# GIVEN INFORMATION
###

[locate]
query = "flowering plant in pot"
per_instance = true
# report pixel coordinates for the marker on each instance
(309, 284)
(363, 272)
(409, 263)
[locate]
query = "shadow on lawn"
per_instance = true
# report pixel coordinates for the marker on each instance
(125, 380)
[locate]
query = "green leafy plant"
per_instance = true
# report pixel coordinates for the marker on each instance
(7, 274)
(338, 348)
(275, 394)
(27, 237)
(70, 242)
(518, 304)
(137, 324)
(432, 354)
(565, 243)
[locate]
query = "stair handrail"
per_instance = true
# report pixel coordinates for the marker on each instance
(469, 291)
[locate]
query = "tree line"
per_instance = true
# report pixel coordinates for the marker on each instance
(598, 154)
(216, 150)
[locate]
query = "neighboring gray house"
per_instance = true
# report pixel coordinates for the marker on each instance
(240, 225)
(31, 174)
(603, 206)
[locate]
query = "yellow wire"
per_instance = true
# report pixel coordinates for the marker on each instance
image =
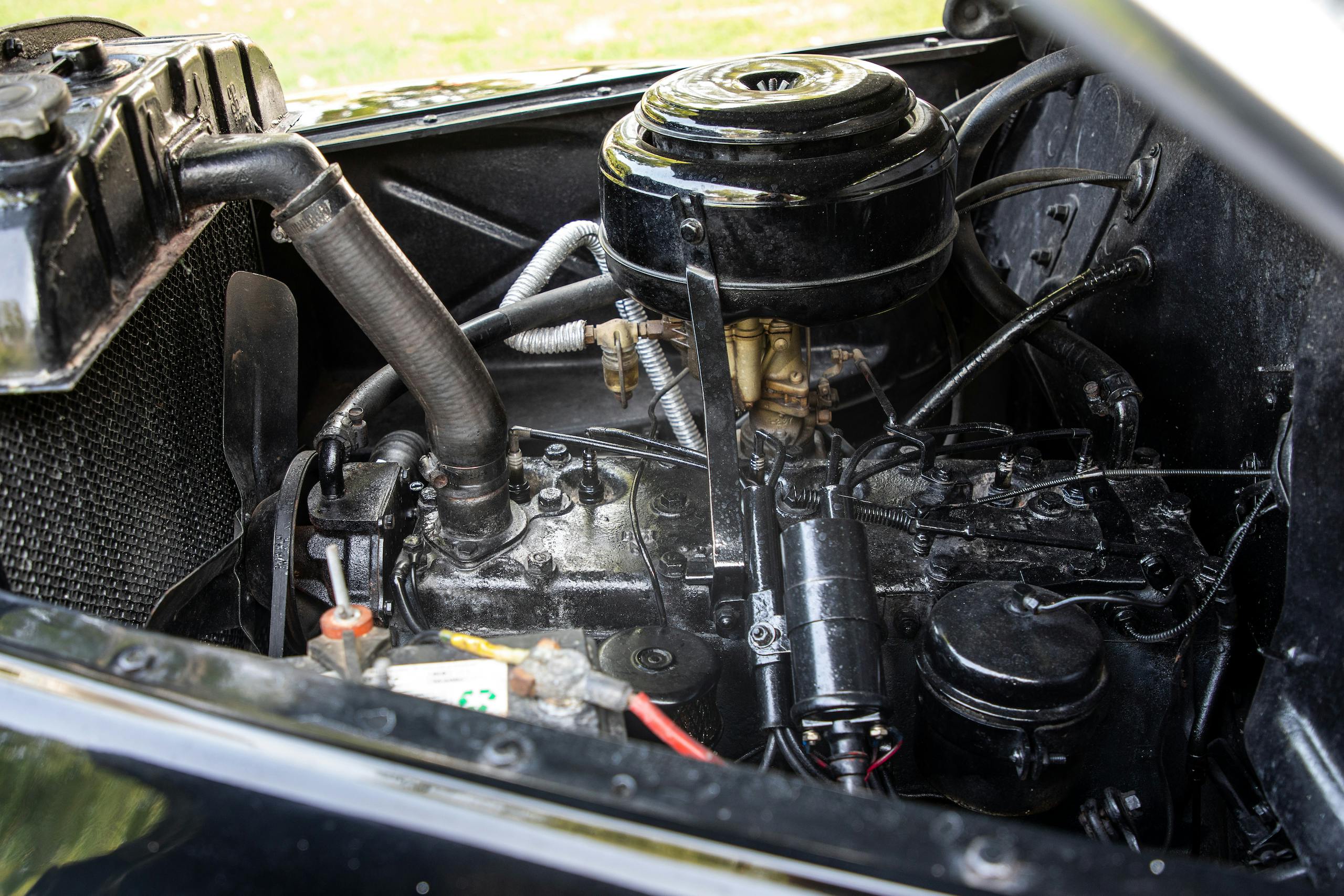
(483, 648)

###

# WHAT THIS TASK INVOLVES
From the first line to the last, write out the data exactly, dropping any pictures.

# SOLUTION
[locate]
query = "flowering plant in pot"
per_instance = true
# report pixel coordinates for the marker on each instance
(309, 284)
(363, 272)
(409, 263)
[locate]
query = "shadow on lawn"
per_instance = true
# report pixel coordinates for the marker on each instance
(125, 380)
[locate]
query = "green leafy plant"
per_instance = true
# report pixel coordinates for the marker on each instance
(7, 274)
(338, 348)
(275, 394)
(27, 237)
(70, 242)
(518, 304)
(137, 324)
(432, 354)
(565, 243)
[locate]
query = "stair handrail"
per_instance = true
# report pixel coordinates for the marker on each instance
(469, 291)
[locate]
query = "tree line"
per_instance = true
# report pixel coordinates for the marker on each instance
(598, 154)
(216, 150)
[locate]
query = "neighboring gray house"
per_instance = true
# report pixel coordinates for the marker on each instance
(240, 225)
(31, 174)
(603, 206)
[locate]
query = "yellow wire"
per_instance = true
# report pixel coordinates for the marker on each instance
image =
(483, 648)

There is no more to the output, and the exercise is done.